§ **Document passage**
=== Section Start ===
This would be the post in which I whine about my pathetic life, with violin music in the background.
Well, no not really. Maybe just a little in the beginning.
To date: I had a wearying and self-absorbed three weeks at a new job (with benefits) and thought I was going to suffocate or go mad. So much like an assembly line, a sweat shop, so rote, so . . so . . so wrong for me.
I am a free-range chicken, apparently.
I’ve gone back to private practice. Back to the road. Back to my free-wheeling, take your chances contract life.
In other news:
Mrs. BC and I went to the Jemez last weekend for our anniversary and enjoyed it mightily. Friday was my last day at the new/old job, Saturday was the first anniversary since our lovely wedding last summer in Quebec and the 11th since our first ceremony.
We slept a bit and made good food and had massage and tubs at the hot springs. Then we went shopping and picked out jewelry for each other from the street vendor outside of the biker bar on the main street in Jemez.
We played Scrabble and read cheap romance novels. We had bacon lettuce and tomato sandwiches for lunch.
The massage I had on the third day was the best. The massage therapist directed me to visualize my “happy place” and I, being quite malleable after three days of soaking, napping and lying around, immediately saw my own front yard, from various angles. The grape vines, the honeysuckle, the rose of sharon, the hollyhocks. The barns, the willow tree, the cottonwood, the geese marching solemnly, wings tucked back hasidim-wise, nodding their heads thoughtfully.
=== Section End ===
Reproduce the full blog post about leaving a new job and an anniversary trip to the Jemez, word for word.

§ **Given data**
=== Section Start ===
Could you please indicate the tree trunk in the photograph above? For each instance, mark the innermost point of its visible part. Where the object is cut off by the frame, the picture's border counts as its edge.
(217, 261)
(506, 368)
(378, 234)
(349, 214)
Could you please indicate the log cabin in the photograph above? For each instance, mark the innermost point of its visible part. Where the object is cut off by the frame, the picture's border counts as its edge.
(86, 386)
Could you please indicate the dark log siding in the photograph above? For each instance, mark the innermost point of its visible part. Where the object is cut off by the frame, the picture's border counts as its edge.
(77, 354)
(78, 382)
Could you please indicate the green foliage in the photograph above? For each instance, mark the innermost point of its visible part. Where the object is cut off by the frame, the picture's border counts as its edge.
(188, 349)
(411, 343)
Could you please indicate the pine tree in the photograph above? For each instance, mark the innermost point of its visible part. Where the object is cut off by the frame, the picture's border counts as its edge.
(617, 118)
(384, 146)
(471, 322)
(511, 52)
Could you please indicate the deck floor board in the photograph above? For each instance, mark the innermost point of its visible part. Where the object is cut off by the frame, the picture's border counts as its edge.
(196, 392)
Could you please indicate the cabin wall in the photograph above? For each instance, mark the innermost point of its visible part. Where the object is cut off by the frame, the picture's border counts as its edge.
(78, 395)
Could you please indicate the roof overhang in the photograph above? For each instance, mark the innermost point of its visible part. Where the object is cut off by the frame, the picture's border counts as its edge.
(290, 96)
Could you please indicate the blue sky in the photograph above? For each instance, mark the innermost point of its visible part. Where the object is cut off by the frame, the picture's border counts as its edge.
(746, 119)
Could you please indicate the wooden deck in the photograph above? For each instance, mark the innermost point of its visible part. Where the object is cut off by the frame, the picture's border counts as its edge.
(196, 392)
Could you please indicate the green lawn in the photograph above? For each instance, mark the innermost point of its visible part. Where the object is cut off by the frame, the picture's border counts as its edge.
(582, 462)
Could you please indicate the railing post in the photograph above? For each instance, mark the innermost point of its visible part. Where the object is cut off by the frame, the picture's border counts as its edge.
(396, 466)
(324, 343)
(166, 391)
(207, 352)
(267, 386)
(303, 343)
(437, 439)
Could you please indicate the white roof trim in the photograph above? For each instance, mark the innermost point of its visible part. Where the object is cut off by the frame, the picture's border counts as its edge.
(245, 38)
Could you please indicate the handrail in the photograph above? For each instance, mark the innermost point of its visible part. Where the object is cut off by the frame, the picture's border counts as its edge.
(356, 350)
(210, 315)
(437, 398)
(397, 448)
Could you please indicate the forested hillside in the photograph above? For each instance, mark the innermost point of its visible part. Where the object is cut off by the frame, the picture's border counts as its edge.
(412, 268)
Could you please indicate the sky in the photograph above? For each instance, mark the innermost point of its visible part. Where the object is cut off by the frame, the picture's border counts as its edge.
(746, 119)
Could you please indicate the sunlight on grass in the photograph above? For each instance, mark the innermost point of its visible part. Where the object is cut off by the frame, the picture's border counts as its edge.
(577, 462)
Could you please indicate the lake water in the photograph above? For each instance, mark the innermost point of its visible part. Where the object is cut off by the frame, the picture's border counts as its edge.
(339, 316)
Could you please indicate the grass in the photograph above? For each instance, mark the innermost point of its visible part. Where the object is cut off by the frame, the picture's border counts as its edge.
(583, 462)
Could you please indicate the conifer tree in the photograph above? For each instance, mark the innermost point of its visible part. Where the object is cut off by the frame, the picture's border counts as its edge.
=== Section End ===
§ **Response**
This would be the post in which I whine about my pathetic life, with violin music in the background.
Well, no not really. Maybe just a little in the beginning.
To date: I had a wearying and self-absorbed three weeks at a new job (with benefits) and thought I was going to suffocate or go mad. So much like an assembly line, a sweat shop, so rote, so . . so . . so wrong for me.
I am a free-range chicken, apparently.
I’ve gone back to private practice. Back to the road. Back to my free-wheeling, take your chances contract life.
In other news:
Mrs. BC and I went to the Jemez last weekend for our anniversary and enjoyed it mightily. Friday was my last day at the new/old job, Saturday was the first anniversary since our lovely wedding last summer in Quebec and the 11th since our first ceremony.
We slept a bit and made good food and had massage and tubs at the hot springs. Then we went shopping and picked out jewelry for each other from the street vendor outside of the biker bar on the main street in Jemez.
We played Scrabble and read cheap romance novels. We had bacon lettuce and tomato sandwiches for lunch.
The massage I had on the third day was the best. The massage therapist directed me to visualize my “happy place” and I, being quite malleable after three days of soaking, napping and lying around, immediately saw my own front yard, from various angles. The grape vines, the honeysuckle, the rose of sharon, the hollyhocks. The barns, the willow tree, the cottonwood, the geese marching solemnly, wings tucked back hasidim-wise, nodding their heads thoughtfully.